[Saved data entries]

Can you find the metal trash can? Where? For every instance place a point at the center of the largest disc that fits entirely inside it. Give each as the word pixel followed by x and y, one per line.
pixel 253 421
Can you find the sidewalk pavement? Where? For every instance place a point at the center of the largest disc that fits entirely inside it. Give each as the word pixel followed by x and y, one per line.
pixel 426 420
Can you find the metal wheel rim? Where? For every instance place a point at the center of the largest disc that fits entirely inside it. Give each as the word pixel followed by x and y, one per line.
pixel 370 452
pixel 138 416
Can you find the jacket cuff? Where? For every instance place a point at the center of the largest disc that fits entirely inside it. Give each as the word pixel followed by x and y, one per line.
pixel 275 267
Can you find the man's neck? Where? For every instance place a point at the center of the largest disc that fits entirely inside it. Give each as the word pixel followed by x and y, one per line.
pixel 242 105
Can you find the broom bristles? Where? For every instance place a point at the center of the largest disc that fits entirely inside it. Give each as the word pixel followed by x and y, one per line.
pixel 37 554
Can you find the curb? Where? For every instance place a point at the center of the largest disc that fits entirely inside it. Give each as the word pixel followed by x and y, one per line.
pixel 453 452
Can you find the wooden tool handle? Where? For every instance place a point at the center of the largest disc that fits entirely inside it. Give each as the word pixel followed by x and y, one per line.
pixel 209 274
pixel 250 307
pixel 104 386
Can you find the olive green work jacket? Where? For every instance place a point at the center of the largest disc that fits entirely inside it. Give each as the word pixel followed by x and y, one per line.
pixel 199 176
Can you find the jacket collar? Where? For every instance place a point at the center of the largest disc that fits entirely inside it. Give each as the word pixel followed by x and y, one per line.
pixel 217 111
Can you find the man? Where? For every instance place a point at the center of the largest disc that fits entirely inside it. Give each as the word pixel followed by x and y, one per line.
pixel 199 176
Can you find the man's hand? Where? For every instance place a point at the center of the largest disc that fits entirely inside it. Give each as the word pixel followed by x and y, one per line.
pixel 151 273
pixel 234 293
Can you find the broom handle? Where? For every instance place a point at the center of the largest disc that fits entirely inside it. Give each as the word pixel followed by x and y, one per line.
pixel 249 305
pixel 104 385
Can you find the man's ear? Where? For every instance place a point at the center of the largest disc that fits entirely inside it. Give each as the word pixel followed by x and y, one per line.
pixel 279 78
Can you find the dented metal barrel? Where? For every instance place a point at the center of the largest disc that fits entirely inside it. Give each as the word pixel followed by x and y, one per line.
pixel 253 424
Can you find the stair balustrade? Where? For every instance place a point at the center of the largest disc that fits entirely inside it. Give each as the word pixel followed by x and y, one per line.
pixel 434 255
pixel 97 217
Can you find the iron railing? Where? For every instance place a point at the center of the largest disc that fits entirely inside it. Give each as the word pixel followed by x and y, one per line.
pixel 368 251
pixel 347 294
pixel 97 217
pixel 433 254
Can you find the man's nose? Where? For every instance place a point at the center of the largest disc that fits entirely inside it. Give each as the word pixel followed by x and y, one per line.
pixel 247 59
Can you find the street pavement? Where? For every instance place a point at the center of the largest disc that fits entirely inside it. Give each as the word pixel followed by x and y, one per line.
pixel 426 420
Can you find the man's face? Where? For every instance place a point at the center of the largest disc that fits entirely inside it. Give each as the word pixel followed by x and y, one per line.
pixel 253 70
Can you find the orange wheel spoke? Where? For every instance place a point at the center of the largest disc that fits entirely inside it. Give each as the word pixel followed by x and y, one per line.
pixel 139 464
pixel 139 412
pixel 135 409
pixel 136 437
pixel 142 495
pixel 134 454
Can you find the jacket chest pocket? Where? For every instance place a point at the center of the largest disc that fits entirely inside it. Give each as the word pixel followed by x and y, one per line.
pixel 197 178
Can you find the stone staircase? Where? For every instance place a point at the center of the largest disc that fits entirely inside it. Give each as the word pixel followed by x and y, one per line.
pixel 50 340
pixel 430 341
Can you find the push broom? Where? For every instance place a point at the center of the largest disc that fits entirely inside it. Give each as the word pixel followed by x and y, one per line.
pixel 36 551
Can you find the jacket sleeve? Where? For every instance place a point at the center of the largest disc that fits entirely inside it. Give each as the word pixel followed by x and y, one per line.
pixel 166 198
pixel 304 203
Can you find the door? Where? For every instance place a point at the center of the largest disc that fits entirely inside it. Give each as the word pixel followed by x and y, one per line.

◆ Stated goal ◆
Please copy out the stretch from the start of the data through the line that contains "pixel 253 421", and shift every pixel coordinate by adding 24 to it. Keep all other lines unchanged.

◆ Solution ◆
Can you find the metal trash can? Where? For every instance place a point at the center of the largest disc that fits entirely inside it. Give each as the word pixel followed by x and y, one per line.
pixel 277 445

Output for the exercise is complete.